Could you return the material below line for line, with nothing changed?

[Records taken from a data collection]
==========
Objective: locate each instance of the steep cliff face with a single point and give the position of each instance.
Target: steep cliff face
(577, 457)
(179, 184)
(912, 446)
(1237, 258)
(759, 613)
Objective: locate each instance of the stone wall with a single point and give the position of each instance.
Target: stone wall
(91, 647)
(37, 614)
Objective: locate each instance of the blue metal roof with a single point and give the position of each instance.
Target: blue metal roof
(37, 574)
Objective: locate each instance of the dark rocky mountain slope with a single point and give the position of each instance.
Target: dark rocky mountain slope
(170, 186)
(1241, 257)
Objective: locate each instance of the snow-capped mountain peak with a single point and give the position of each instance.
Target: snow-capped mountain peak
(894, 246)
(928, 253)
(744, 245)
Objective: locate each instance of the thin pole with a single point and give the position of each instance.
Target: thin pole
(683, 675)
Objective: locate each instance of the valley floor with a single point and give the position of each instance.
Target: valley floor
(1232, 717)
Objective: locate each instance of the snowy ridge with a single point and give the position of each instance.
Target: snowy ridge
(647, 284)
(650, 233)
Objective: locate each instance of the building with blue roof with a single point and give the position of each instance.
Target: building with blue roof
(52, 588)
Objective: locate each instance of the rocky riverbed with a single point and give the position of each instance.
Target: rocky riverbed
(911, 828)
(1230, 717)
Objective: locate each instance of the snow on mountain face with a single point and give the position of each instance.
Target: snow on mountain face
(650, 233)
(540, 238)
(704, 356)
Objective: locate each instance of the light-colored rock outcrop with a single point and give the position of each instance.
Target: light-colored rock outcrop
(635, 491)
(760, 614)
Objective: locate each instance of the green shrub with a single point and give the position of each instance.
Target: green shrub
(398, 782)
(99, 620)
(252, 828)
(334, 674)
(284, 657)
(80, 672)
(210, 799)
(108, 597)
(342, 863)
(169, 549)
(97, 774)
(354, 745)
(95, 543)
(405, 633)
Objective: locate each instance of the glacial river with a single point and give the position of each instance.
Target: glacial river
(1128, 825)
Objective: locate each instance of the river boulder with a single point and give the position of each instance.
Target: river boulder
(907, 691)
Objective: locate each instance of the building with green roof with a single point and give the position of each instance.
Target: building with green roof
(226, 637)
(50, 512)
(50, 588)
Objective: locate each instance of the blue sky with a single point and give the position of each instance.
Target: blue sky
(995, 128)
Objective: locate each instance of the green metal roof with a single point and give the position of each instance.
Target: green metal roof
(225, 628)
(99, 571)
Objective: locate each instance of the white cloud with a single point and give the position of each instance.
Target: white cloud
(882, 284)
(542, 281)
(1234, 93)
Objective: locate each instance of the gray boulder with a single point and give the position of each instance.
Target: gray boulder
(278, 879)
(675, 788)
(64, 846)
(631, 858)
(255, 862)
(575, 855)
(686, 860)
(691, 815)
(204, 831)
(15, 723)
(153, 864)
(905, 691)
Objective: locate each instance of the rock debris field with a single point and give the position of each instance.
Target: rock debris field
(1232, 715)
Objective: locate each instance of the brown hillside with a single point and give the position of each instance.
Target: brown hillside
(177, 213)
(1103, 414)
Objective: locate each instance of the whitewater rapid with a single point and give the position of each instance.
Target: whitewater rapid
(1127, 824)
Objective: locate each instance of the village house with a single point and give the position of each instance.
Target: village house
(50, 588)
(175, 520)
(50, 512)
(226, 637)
==========
» The reply
Objective: locate each instance of the steep cliff face with a single point and give the position of each instance.
Target: steep cliff face
(577, 457)
(179, 184)
(912, 446)
(1237, 258)
(759, 613)
Objective: locate each instance of the stone wall with a single point and give the position of each instance.
Target: stone wall
(91, 647)
(37, 614)
Objective: locate each instance of the blue metal roof with a single point and give the position of each instance.
Target: blue metal roof
(37, 574)
Objective: locate each instance of the dark rocky mountain slope with a single point and give the position of each instance.
Target: dark rocky mountain slope
(170, 186)
(1241, 257)
Objective: locate each instance of the snow-capped mountain peak with a single point and give the position of each instance.
Target: snow-capped mountain peak
(894, 246)
(928, 253)
(744, 245)
Objective: locate each instance of the thin pole with a single point and give the position of each instance.
Target: thin pole
(683, 675)
Objective: locate each instance of the valley floor with a single point and give the position of each instance.
Target: valley floor
(1232, 717)
Objective: locate each instance of the snowy ridge with a single point and give the position of each instance.
Target: snowy ridge
(647, 284)
(650, 233)
Objective: locate each instance of the building with blue roof with a single point and give the position of each instance.
Target: building with blue roof
(52, 588)
Objective: locate each instance of the rocky riverbed with a single point and give the position of each instance.
Target: rocky riverbed
(911, 828)
(1230, 717)
Objective: locate each instance of the snow on mountain face with a single point and give the position of each instance.
Target: snow on mountain face
(650, 233)
(540, 238)
(704, 356)
Objective: locate each instance of the light-colored rock outcrop with a single point and give the position of each instance.
Target: light-colored rock outcrop
(635, 491)
(760, 614)
Objective: locate each instance of the green shrub with a single point and give the position of each instance.
Target: green shrub
(398, 782)
(99, 620)
(252, 828)
(334, 674)
(284, 657)
(80, 672)
(210, 799)
(108, 597)
(342, 863)
(169, 549)
(97, 774)
(354, 745)
(95, 543)
(405, 633)
Objective: locate each instance of the glacial river with a single point and give the position of each instance.
Target: glacial river
(1128, 825)
Objective: locate each instance of the river boulder with a single point and give the position of each instance.
Target: river boulder
(907, 691)
Objective: locate each instance of the building with green roof with a single point and give the position of each instance.
Target: building with green roof
(226, 637)
(50, 512)
(50, 588)
Objective: locate each instance of the blue sky with a single point and give the position of each instance.
Target: blue sky
(995, 128)
Objective: locate each instance of the green metal roof with a single point and give the position of each instance.
Target: green metal roof
(225, 628)
(99, 571)
Objective: locate each instance of the white cloud with a single point and give the position of each instance.
Target: white cloud
(882, 284)
(542, 281)
(1234, 93)
Objective: locate each instance of the gray boulder with a single point and give the position of each instance.
Target: gray boulder
(278, 879)
(675, 788)
(64, 846)
(631, 858)
(255, 862)
(575, 855)
(686, 860)
(691, 815)
(204, 831)
(15, 723)
(153, 864)
(905, 691)
Objective: locate each instance of the rock debris field with a single point and give the position of each instance.
Target: rock debris field
(1232, 715)
Objective: locate each instance of the brown hillside with a single point and give the position of each instance.
Target: brown hillside
(177, 213)
(1103, 414)
Objective: locate each instance of the whitewater rapid with a single point and give the position of each instance.
Target: whitewater rapid
(1127, 824)
Objective: locate each instance of the village house with a single point and give the position of each instance.
Target: village house
(50, 588)
(175, 520)
(50, 512)
(226, 637)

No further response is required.